__What to do__
Reproduce only the stretch from "Pick out the beige" through "x=151, y=197" in the items below, changing every "reporting" to "giving" and leaving all else unchanged.

——

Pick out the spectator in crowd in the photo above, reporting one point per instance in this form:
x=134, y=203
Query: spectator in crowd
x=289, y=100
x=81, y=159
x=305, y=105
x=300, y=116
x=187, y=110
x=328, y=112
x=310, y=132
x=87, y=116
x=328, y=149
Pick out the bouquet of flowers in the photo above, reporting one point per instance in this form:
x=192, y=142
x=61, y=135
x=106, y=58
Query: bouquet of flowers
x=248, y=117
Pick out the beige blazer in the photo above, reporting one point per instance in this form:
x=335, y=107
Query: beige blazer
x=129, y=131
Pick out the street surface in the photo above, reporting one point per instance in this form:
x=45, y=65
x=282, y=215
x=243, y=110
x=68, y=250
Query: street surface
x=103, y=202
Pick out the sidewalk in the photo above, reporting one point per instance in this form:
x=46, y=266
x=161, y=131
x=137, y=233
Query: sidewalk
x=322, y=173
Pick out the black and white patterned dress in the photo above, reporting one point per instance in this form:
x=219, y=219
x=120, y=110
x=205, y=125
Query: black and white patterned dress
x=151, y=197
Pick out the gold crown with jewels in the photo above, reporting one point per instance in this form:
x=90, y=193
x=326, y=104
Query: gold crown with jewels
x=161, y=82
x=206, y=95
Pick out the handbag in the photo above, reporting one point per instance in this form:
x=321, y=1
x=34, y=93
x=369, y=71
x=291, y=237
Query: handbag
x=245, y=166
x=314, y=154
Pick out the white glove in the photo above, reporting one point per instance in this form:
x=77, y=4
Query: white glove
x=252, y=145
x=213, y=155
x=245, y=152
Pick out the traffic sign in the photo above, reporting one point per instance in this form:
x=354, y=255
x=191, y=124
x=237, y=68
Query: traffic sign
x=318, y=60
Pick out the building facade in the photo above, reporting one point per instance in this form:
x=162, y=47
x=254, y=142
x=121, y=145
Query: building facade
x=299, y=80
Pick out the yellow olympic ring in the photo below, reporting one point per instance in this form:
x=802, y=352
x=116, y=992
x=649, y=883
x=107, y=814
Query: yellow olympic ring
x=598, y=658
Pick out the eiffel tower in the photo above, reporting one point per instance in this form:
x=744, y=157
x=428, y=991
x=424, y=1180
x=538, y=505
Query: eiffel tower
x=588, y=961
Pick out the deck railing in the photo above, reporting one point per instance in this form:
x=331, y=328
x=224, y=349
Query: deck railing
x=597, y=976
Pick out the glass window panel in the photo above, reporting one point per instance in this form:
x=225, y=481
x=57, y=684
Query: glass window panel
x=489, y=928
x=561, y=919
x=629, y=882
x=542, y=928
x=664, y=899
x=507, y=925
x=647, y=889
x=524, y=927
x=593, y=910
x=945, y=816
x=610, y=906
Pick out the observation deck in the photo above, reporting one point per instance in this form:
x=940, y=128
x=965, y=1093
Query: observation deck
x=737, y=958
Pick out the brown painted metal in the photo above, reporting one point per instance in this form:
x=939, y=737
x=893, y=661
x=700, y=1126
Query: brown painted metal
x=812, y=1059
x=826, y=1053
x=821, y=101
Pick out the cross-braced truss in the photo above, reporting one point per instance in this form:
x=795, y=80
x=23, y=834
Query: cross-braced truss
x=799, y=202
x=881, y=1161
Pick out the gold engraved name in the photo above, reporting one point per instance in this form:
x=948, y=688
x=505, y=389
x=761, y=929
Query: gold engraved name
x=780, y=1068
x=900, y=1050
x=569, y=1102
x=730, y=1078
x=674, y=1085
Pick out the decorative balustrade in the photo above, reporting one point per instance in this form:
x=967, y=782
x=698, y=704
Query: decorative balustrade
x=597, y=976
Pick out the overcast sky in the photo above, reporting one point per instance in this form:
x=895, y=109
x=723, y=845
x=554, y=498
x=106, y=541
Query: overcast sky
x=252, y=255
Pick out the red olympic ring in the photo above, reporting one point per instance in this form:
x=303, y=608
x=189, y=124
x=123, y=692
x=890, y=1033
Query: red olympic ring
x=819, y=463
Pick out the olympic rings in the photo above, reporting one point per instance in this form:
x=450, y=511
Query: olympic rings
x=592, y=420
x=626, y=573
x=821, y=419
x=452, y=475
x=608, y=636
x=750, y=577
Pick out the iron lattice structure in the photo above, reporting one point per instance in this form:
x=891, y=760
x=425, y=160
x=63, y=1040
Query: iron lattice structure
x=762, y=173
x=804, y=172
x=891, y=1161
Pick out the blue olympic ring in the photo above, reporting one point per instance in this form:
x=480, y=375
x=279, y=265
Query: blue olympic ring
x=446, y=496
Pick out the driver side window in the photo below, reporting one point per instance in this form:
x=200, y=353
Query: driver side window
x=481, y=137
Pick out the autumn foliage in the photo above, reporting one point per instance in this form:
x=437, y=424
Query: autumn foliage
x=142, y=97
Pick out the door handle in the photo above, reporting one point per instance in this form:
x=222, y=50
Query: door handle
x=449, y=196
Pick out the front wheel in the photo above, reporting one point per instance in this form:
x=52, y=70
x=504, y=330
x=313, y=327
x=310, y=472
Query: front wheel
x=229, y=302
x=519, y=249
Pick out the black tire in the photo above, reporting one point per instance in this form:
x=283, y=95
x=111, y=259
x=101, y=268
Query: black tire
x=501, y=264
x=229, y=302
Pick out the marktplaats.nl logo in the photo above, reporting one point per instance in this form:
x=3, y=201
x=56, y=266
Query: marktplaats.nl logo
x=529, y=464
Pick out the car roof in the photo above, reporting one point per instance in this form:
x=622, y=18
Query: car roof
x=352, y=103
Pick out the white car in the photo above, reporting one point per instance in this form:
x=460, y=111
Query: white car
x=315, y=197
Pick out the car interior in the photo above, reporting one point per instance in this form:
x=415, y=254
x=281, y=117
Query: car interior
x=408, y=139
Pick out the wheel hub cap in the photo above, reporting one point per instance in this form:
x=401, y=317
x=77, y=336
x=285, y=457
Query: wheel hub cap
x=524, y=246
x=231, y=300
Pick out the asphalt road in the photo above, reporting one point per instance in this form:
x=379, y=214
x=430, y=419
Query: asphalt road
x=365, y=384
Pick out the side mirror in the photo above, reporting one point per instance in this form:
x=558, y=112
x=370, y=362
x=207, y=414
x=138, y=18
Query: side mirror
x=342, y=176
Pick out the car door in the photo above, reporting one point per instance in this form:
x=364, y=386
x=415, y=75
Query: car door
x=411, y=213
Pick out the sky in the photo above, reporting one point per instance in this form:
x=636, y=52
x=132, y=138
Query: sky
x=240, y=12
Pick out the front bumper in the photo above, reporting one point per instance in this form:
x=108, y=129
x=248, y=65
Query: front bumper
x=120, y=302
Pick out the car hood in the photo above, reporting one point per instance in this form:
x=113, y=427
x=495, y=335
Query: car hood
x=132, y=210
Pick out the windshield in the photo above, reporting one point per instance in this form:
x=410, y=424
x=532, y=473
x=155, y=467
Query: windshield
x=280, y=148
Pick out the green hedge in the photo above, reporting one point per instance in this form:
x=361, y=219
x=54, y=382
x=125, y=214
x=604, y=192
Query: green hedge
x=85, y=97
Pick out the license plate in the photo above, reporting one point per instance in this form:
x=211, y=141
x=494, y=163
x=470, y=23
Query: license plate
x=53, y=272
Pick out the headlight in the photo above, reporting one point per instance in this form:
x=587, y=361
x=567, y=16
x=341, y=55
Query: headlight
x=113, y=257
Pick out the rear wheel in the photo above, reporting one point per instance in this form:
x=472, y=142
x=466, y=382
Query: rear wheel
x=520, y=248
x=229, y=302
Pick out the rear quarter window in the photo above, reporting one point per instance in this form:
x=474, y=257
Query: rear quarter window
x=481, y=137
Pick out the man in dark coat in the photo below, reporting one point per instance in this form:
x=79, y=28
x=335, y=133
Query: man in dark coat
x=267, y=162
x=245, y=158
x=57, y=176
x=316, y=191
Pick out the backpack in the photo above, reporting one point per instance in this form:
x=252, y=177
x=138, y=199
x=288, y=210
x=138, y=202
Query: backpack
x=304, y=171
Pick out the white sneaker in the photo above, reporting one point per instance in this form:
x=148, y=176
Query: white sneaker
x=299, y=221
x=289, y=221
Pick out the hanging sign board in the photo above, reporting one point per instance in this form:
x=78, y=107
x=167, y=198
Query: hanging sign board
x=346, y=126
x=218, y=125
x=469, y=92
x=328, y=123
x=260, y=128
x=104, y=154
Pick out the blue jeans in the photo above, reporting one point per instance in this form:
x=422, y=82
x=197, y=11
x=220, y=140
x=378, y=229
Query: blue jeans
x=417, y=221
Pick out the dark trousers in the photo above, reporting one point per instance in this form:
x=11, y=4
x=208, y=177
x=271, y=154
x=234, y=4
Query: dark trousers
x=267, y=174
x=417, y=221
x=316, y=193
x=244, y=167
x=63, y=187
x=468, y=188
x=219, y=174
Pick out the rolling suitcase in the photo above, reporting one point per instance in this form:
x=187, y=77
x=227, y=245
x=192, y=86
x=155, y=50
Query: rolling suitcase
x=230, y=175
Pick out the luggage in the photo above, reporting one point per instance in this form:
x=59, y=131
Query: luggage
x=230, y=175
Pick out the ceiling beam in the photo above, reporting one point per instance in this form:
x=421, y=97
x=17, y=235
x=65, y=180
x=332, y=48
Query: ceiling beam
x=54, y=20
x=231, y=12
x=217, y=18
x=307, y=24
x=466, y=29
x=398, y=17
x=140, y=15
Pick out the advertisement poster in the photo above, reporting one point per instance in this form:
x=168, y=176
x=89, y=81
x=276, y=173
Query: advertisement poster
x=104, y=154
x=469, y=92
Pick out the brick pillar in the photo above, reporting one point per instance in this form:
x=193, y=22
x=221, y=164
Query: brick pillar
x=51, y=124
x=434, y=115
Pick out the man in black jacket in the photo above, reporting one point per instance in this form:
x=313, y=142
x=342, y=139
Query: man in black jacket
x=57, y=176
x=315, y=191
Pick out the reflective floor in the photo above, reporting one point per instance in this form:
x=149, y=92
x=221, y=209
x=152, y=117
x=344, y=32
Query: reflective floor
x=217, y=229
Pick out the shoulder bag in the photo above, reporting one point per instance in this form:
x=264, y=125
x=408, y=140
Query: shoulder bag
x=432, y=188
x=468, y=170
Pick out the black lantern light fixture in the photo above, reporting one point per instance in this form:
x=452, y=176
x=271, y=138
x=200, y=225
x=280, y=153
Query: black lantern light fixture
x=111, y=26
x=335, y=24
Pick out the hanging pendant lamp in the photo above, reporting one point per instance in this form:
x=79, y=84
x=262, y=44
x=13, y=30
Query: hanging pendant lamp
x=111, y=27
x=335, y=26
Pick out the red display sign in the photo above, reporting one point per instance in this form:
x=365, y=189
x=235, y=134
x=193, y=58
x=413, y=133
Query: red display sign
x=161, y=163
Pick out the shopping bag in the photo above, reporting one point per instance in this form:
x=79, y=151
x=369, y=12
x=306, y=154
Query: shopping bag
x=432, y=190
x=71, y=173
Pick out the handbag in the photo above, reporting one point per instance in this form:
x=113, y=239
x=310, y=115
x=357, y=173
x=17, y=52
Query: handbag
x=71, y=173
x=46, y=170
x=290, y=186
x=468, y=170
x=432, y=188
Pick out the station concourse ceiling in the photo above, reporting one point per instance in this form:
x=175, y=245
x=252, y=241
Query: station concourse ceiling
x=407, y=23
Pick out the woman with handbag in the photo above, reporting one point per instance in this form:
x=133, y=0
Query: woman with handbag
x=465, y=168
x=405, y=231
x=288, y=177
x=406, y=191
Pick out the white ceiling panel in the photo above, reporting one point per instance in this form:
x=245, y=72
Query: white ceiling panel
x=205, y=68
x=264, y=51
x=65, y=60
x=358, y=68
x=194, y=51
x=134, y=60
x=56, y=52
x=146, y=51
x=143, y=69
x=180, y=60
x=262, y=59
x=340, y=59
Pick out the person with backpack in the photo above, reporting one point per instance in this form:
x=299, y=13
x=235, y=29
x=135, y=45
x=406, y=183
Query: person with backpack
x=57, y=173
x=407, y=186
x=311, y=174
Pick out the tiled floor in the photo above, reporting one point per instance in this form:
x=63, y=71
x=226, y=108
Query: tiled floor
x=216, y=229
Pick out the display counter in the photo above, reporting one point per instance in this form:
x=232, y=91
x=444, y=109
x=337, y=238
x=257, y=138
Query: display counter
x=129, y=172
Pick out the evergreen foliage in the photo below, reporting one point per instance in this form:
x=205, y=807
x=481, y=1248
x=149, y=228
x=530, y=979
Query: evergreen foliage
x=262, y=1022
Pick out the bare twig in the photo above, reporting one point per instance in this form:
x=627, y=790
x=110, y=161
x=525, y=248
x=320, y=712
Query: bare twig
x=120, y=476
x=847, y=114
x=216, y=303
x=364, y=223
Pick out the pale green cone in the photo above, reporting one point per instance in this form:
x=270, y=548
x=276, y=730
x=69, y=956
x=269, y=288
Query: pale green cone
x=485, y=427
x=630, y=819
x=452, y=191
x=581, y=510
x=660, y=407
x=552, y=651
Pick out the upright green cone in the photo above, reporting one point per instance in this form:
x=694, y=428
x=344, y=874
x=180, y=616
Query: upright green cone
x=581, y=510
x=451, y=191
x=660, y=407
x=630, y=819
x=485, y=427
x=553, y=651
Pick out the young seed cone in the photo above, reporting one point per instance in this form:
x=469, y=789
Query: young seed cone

——

__Output of the task__
Pick out the beige blazer in the photo above, giving one point per instance in this form:
x=335, y=107
Query: beige blazer
x=129, y=131
Pick out the street surface in the photo above, giving one point per instance in this form:
x=45, y=65
x=282, y=215
x=243, y=110
x=68, y=250
Query: street surface
x=103, y=202
Pick out the sidewalk in the photo above, giving one point per instance in this form:
x=46, y=266
x=161, y=131
x=137, y=233
Query: sidewalk
x=322, y=173
Pick out the black and white patterned dress in the photo above, giving one point per instance in this form:
x=219, y=219
x=120, y=110
x=205, y=125
Query: black and white patterned dress
x=151, y=197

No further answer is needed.